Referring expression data
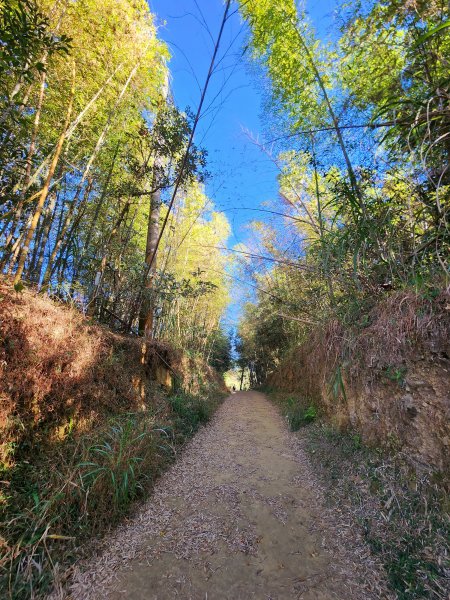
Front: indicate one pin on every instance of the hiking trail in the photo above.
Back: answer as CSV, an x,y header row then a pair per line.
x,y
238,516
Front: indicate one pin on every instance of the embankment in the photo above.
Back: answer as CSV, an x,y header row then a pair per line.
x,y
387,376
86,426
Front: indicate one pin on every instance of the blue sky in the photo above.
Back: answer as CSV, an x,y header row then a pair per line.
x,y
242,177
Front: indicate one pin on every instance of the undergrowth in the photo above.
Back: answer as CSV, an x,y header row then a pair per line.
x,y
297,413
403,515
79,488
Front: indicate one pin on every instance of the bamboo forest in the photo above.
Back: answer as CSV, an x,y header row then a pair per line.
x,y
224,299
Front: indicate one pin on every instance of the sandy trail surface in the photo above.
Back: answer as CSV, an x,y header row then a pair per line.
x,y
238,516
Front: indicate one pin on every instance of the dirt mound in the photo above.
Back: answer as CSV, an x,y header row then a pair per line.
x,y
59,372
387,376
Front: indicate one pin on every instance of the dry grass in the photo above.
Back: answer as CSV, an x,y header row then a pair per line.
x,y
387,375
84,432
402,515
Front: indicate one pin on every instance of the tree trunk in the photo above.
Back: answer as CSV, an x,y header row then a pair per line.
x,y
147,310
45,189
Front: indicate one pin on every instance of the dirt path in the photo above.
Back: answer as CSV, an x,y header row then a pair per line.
...
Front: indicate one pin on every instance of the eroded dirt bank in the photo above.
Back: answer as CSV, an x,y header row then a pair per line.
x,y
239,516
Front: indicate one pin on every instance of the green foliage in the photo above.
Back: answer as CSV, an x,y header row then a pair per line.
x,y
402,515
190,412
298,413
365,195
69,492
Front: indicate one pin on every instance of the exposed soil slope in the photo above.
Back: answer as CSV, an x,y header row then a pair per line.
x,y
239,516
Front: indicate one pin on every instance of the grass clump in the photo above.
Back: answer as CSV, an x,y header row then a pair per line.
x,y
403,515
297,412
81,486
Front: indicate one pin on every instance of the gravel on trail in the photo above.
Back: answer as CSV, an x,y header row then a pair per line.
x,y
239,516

Task: Pull out each line of the records holding the string "grass".

Response to the exercise:
Front: indicate one pin on every instance of the dry grass in the photo above.
Front: indicate one pin on every instance of the grass clump in the photo above.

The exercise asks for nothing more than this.